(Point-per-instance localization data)
——————————
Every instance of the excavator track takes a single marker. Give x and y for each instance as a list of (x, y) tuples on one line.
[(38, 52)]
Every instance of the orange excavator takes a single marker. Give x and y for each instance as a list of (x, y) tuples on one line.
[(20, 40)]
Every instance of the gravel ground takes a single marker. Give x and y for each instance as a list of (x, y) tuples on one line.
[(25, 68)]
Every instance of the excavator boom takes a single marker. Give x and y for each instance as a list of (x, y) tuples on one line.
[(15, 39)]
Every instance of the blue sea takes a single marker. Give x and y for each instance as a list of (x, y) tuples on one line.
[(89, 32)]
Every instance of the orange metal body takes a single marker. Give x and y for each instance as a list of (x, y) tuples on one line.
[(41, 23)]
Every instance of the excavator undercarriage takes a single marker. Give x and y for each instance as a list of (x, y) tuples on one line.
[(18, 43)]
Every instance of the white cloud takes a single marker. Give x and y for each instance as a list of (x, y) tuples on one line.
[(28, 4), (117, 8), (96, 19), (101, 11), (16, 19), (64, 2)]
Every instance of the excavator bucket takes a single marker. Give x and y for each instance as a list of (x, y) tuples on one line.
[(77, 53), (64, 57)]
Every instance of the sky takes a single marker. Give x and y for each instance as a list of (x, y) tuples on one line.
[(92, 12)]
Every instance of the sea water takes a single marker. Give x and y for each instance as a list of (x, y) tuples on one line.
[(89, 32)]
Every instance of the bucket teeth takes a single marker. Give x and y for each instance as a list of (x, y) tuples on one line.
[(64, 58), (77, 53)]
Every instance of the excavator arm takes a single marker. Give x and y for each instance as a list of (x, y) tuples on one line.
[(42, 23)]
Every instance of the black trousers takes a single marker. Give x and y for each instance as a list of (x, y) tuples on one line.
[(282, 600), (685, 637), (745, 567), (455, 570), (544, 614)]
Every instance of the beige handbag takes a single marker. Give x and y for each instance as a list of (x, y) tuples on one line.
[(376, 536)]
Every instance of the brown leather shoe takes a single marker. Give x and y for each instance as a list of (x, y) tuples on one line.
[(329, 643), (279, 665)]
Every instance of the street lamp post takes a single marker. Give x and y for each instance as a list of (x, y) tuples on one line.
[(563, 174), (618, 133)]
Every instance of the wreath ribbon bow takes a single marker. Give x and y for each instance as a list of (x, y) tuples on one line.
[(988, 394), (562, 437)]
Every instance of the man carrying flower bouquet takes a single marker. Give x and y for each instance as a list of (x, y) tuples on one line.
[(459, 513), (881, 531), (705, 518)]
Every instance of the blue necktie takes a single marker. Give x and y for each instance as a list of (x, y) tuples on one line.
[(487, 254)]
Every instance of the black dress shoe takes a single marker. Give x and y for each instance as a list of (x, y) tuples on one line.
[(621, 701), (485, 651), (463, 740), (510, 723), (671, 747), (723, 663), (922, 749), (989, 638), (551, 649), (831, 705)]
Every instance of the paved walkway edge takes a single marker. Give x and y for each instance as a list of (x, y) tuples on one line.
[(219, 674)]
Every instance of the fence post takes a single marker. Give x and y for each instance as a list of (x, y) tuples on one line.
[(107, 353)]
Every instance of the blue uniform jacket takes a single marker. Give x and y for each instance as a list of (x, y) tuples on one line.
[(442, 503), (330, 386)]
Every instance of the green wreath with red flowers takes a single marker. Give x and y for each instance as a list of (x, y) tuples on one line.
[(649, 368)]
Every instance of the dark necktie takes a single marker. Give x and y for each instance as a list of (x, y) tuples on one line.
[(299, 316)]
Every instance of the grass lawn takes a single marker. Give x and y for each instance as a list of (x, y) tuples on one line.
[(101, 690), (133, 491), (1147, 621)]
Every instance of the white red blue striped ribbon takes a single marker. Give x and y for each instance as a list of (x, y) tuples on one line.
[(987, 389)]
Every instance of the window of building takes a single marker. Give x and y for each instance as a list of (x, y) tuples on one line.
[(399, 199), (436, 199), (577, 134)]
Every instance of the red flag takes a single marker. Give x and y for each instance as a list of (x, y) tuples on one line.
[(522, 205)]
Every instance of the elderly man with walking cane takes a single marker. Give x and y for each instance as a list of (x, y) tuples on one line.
——————————
**Problem to solve:**
Faithfully copy every entry, leaving nothing out.

**Finished exercise:**
Every instance of the excavator track takes a single marker. Give x and y for each instance as a list of (x, y) tuples on one line.
[(38, 52)]
Every instance of the orange excavator takes a single marker. Give x and y for each instance as a list of (x, y) tuples on one line.
[(20, 40)]
Every instance of the gravel ground takes a single marker. Give x and y for each instance as a list of (x, y) tuples on one line.
[(25, 68)]
Every instance of the excavator boom takes a single marker. Give x and y for each instance as a list of (x, y) tuples on one line.
[(15, 39)]
Every instance of the blue sea takes a single marker. Give x and y for each instance as a list of (x, y) tuples on one line.
[(89, 32)]
Every instance of the orange metal body takes a single marker. Give x and y for each instance as a list of (x, y) tuples on one line.
[(41, 23)]
Every instance of the excavator undercarriage takes a single marker. Give x and y for each instance as a list of (x, y) tuples on one line.
[(18, 43)]
Every instance of the white cloud takes a single marker. Give x and y for each instance as a list of (x, y) tuples on one line.
[(28, 4), (117, 8), (96, 19), (101, 11), (16, 19), (64, 2)]
Every instance of the excavator bucket takes a single marker. Give x and y for each instance as a list of (x, y) tuples on one line.
[(77, 53), (64, 57)]
Every instance of the sky takes a single marker. Give x and y for each instance as a list of (x, y) tuples on one line.
[(92, 12)]
Every instance of the sea water takes a single marker. Give x and y for each instance as a list of (x, y) tuples on one line.
[(89, 32)]
Every instance of the bucket teeth takes a single marker. Give x and y for each instance as a list of (x, y) tuples on one line.
[(64, 58), (77, 53)]
Every instance of the excavator arm takes a single marker. Give x and y for each instance as a list of (x, y) tuples on one line.
[(42, 23)]
Every instance of the black trousers takes a single marker. Give x and y for each instance as a list of (x, y) tuples on one line.
[(282, 600), (685, 637), (745, 567), (455, 570), (544, 614)]
Every instance of the beige handbag takes a single marker. Give x and y for each instance as a list of (x, y) tuples on one line.
[(376, 536)]
Every instance of the brown leather shoe takes a single marker. Give x and y for each instance as a list of (x, y) tuples on one line.
[(329, 643), (279, 665)]
Every instance of the street lamp post takes a single marker. Give x and y for each instance as a list of (x, y) tuples on one line.
[(563, 174), (618, 133)]
Every instance of the wreath ribbon bow takes a single marker. Give x and y for each instance as a list of (x, y) tuples on one line.
[(988, 394), (562, 437)]
Every instance of the man carrying flower bouquet takes a single marker. Give x and y for each instance as a list of (x, y) tuples on one line.
[(459, 513), (881, 531), (705, 518)]
Every instance of the blue necktie takes a single marker. Give x and y for each instance as a list of (x, y) tuples on one line.
[(487, 254)]
Every instance of the black dress shoe takes a single marker. Give x and y for each instance as a list of (x, y) tuples on one line.
[(621, 701), (485, 651), (463, 740), (510, 723), (671, 747), (723, 663), (922, 749), (989, 638), (551, 649), (831, 705)]
Every instance of the paved walkway edge takes a single marker. Give x and y for each instance as a list of (x, y) tuples on one line.
[(219, 674)]
Every instance of the fence post takes a single marker. Give x and y for each instance as a list of (x, y) tuples on one line.
[(107, 353)]
Every instance of the blue uniform jacket takes a single marker. Give x and y for each instance as a list of (x, y) tuples on one line.
[(442, 503), (330, 386)]
Every instance of the green wreath with red flowers takes a single marker. Give x and y for each instance as a list of (x, y) tuples on one line.
[(649, 368)]
Every instance of the dark necktie takes a single marker. Give x and y for each instance as a list of (x, y) tuples on one line.
[(299, 316)]
Every instance of the grass lawn takes a single marker. Give x and y for each instance as a list of (x, y) tuples on one line.
[(101, 690), (133, 491), (1147, 621)]
Every instance of the white red blue striped ribbon takes a single marker. Give x and y for each instance as a list of (x, y) tuples on one line.
[(987, 389)]
Every instance of the window of building takes a single marker. Give x and y for each instance as a list of (x, y) tuples on one line.
[(399, 199), (436, 199), (577, 134)]
Every instance of the red flag takes a single marker. Give x and y for each instance as a list of (x, y) tuples on one line.
[(522, 205)]
Every instance of the elderly man with walking cane takes a single marker. Give x and y for each instance as a list of (x, y) tuples on one line.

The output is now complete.